[Source records]
══════

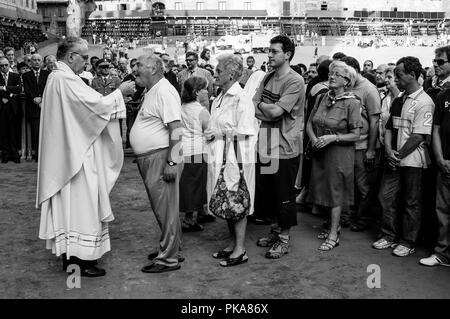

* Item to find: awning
[89,10,267,20]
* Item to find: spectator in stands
[89,56,100,78]
[160,53,183,94]
[79,61,94,86]
[23,53,31,67]
[332,52,347,61]
[307,63,318,83]
[372,57,434,257]
[420,75,450,266]
[379,67,400,145]
[44,55,56,72]
[0,56,22,163]
[423,46,450,102]
[198,48,211,68]
[23,54,50,162]
[180,76,210,232]
[91,59,121,96]
[17,62,30,75]
[122,59,145,148]
[118,57,129,81]
[295,60,332,204]
[375,64,389,89]
[307,61,362,251]
[253,36,305,259]
[361,60,373,74]
[178,52,214,110]
[3,47,17,72]
[341,56,381,231]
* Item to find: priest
[36,37,135,277]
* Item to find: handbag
[209,137,250,221]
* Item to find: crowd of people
[0,32,450,276]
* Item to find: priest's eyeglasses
[71,52,89,61]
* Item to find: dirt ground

══════

**To do:** Can you rewrite the data above with every "Item to find" changed to "Object to locate" and nothing else altered? Leave the pictures out of your answer.

**The answer:**
* Object to locate: awning
[89,10,267,20]
* Object to locate: spectator in stands
[89,56,100,78]
[160,53,183,94]
[79,61,94,86]
[23,53,31,67]
[332,52,347,61]
[307,63,318,83]
[372,57,434,257]
[420,75,450,266]
[379,67,400,145]
[44,55,56,72]
[0,56,22,163]
[423,46,450,102]
[198,48,211,68]
[23,54,50,162]
[180,76,210,232]
[91,59,121,96]
[17,62,30,75]
[122,59,145,148]
[118,57,129,81]
[295,60,332,204]
[375,64,389,89]
[307,61,362,251]
[253,36,305,259]
[361,60,373,74]
[178,52,214,110]
[3,47,17,72]
[341,56,381,231]
* Object to locate: priest
[36,37,135,277]
* Object to locate: handbag
[209,137,250,221]
* Object to locate: crowd of people
[0,32,450,276]
* Object to locate: priest's eyeglasses
[71,52,89,61]
* Object to locate: dirt ground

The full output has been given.